#### [Directions for this task]
Go line by line through the entries below and count those containing the string "airstair"; give only the count.

Point-per-instance localization data
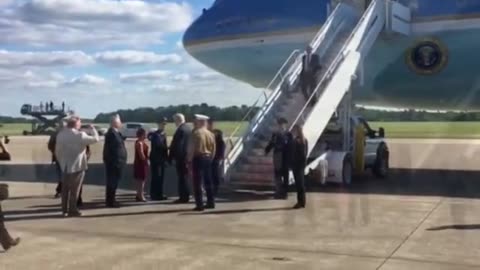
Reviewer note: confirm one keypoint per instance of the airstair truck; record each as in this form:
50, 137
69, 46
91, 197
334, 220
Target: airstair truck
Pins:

#### [Result]
2